● **TRY IT**: In the entries below, find the line containing "Indicate one point per instance of the paprika", then copy it and every later line exactly, ending with the last line.

Region pointing data
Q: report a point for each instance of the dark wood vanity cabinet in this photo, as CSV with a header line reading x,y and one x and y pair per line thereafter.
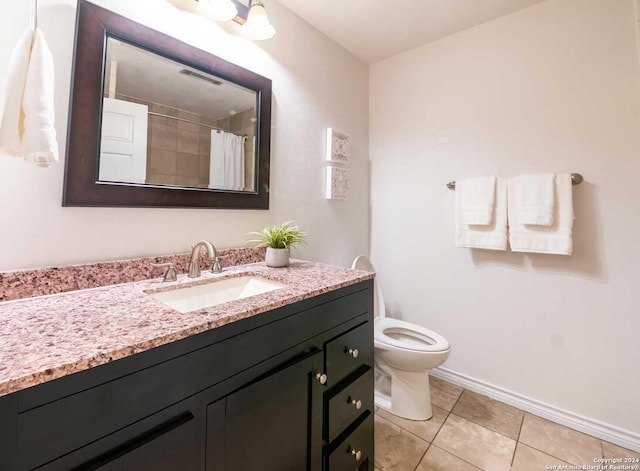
x,y
289,389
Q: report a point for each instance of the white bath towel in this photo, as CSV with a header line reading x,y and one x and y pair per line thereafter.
x,y
554,239
39,141
27,127
12,125
491,237
533,199
476,200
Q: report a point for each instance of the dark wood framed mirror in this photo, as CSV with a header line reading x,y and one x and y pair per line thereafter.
x,y
155,122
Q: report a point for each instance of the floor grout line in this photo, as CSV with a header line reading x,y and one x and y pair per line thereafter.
x,y
517,441
515,450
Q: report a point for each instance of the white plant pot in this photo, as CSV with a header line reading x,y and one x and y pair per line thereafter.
x,y
277,258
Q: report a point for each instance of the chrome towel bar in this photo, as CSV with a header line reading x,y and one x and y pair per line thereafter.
x,y
576,179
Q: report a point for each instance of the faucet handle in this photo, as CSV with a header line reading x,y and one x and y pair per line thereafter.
x,y
170,274
217,265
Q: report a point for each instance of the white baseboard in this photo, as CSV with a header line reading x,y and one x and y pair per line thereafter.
x,y
610,433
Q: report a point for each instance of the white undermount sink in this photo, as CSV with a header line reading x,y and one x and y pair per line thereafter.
x,y
217,292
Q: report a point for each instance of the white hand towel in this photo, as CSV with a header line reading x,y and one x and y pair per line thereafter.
x,y
555,239
491,237
12,125
39,140
534,199
476,200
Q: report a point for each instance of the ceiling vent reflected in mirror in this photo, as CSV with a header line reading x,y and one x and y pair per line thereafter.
x,y
193,74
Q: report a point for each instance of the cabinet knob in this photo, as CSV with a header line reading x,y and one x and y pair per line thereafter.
x,y
356,404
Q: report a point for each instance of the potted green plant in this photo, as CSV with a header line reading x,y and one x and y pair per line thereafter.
x,y
278,241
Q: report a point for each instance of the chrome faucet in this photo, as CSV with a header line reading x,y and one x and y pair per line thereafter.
x,y
194,266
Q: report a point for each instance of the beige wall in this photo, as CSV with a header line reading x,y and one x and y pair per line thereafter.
x,y
316,84
552,88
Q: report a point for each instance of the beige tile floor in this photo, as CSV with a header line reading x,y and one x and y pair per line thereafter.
x,y
470,432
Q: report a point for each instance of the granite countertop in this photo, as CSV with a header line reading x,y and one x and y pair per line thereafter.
x,y
47,337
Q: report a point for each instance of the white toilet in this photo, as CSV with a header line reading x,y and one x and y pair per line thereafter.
x,y
404,353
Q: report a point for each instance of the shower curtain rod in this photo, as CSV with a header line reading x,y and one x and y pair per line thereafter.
x,y
152,113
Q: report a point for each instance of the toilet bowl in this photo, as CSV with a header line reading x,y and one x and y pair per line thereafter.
x,y
404,353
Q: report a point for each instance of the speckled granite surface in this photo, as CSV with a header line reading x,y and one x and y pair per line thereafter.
x,y
48,337
28,283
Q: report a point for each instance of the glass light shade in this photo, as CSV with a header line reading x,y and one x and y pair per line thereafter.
x,y
258,26
222,10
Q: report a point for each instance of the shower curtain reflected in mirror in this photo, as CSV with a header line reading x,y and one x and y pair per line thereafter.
x,y
227,167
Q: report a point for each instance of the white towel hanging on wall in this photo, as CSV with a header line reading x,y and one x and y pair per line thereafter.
x,y
27,127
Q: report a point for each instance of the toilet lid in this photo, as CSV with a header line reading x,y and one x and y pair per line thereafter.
x,y
408,336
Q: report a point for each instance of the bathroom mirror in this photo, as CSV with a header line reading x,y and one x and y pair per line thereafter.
x,y
156,122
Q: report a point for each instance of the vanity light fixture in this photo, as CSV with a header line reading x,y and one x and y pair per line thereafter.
x,y
258,27
222,10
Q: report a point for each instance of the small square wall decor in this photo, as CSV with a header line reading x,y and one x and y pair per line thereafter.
x,y
338,183
337,146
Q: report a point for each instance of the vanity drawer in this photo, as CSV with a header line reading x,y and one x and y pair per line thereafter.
x,y
347,353
355,452
351,401
55,428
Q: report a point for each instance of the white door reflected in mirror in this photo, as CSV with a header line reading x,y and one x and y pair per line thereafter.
x,y
171,125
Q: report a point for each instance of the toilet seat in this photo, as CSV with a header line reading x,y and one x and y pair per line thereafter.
x,y
416,338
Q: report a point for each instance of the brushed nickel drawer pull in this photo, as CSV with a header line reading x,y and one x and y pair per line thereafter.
x,y
353,352
356,404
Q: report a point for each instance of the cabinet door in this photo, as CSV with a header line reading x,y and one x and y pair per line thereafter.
x,y
168,447
273,424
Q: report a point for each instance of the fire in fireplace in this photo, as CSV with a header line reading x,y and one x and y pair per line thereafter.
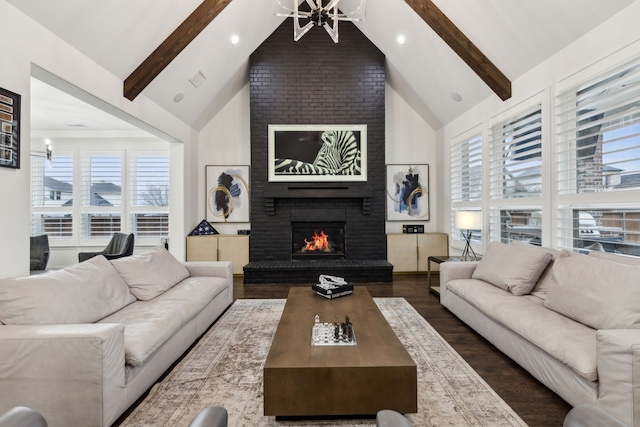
x,y
317,240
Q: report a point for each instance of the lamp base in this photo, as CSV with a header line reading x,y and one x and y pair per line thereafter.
x,y
467,248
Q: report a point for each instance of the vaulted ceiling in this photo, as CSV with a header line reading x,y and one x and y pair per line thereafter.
x,y
515,35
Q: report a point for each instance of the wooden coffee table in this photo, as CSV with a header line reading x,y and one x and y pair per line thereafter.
x,y
304,380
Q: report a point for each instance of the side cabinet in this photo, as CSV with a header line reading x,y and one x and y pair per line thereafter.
x,y
219,247
409,252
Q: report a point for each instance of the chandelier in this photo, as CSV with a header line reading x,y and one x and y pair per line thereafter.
x,y
321,13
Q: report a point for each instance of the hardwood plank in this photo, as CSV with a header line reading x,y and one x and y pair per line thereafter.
x,y
461,45
531,400
172,46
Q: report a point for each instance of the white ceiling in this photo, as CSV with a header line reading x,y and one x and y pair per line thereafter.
x,y
515,35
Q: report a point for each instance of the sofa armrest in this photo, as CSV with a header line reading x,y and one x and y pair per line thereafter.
x,y
210,269
71,374
618,364
453,270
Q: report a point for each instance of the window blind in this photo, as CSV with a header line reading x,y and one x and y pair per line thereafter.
x,y
598,133
466,170
52,196
515,168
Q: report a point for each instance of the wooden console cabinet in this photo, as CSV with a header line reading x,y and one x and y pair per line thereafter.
x,y
218,247
409,252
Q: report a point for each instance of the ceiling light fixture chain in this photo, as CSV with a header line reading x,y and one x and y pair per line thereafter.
x,y
320,14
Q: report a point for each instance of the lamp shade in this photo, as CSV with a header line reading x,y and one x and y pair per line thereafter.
x,y
468,220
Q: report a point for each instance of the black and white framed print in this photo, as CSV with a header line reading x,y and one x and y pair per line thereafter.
x,y
9,129
317,153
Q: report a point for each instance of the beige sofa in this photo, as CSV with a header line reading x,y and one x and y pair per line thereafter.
x,y
571,320
82,344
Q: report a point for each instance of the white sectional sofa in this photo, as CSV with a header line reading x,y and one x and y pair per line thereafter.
x,y
571,320
80,345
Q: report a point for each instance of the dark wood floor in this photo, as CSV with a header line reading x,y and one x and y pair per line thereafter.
x,y
533,402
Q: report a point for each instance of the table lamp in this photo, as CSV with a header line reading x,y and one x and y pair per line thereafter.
x,y
468,220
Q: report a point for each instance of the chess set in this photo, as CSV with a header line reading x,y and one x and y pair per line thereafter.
x,y
333,334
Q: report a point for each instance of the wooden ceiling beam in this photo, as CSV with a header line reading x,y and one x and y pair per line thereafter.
x,y
461,45
172,46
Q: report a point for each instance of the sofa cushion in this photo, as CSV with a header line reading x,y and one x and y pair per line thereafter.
x,y
150,273
81,293
148,324
542,285
599,293
569,342
511,269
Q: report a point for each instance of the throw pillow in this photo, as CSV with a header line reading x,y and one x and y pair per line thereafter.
x,y
513,269
595,292
542,285
81,293
151,273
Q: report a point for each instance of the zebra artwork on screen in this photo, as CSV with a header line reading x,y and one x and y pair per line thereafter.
x,y
317,153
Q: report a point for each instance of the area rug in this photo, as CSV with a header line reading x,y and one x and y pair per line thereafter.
x,y
225,369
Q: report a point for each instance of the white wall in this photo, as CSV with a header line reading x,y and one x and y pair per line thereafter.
x,y
226,140
29,43
605,46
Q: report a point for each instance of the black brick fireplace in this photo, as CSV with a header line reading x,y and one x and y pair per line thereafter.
x,y
316,82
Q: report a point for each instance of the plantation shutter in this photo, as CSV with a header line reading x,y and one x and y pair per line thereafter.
x,y
52,196
516,156
149,194
598,133
466,170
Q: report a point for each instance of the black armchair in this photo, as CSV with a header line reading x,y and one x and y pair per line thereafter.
x,y
39,252
121,245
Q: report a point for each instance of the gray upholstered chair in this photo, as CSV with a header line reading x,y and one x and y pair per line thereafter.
x,y
213,416
389,418
591,416
21,416
39,252
121,245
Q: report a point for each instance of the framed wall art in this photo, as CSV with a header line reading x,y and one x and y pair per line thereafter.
x,y
317,153
9,129
227,193
407,192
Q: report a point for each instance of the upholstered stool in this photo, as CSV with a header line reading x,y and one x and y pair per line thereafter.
x,y
213,416
591,416
389,418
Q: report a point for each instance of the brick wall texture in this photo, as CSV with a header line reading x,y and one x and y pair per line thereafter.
x,y
314,81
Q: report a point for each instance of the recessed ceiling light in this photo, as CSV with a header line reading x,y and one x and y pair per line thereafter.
x,y
197,79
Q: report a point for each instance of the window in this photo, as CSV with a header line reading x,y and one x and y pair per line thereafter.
x,y
518,224
101,195
149,195
466,179
598,133
516,155
598,158
117,191
52,196
466,169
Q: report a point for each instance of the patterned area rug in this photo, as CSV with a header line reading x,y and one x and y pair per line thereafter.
x,y
225,369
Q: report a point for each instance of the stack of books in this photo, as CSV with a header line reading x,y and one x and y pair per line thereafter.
x,y
331,287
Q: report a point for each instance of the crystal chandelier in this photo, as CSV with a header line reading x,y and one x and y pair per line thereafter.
x,y
323,13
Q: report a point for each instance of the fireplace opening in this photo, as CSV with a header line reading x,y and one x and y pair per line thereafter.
x,y
314,240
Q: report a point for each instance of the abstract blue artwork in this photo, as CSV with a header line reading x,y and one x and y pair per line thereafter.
x,y
227,193
407,192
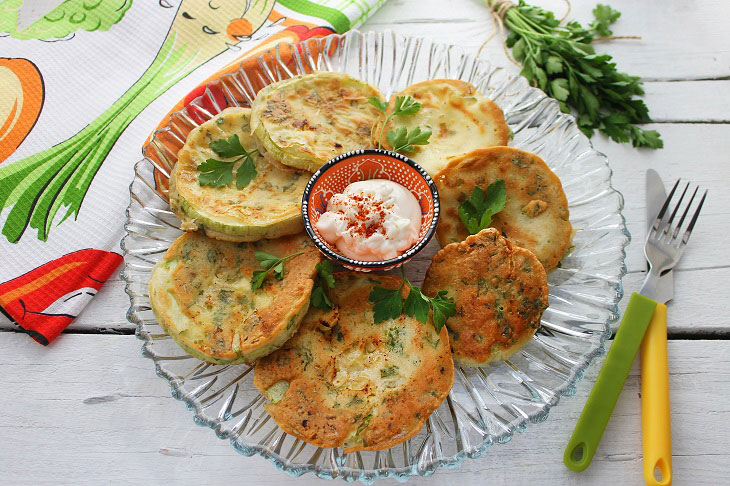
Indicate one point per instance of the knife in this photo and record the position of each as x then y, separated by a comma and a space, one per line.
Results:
655, 414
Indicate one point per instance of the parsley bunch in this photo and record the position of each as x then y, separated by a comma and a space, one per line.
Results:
269, 262
476, 212
559, 59
388, 304
401, 139
218, 173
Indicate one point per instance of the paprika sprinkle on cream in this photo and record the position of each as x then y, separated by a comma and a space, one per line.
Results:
371, 220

● **SOLUTION**:
Indicate one point per instance of the paprika sprinkle on cream in this photo and record the position of each as x then y, separated by a comma and a space, one per line.
Results:
371, 220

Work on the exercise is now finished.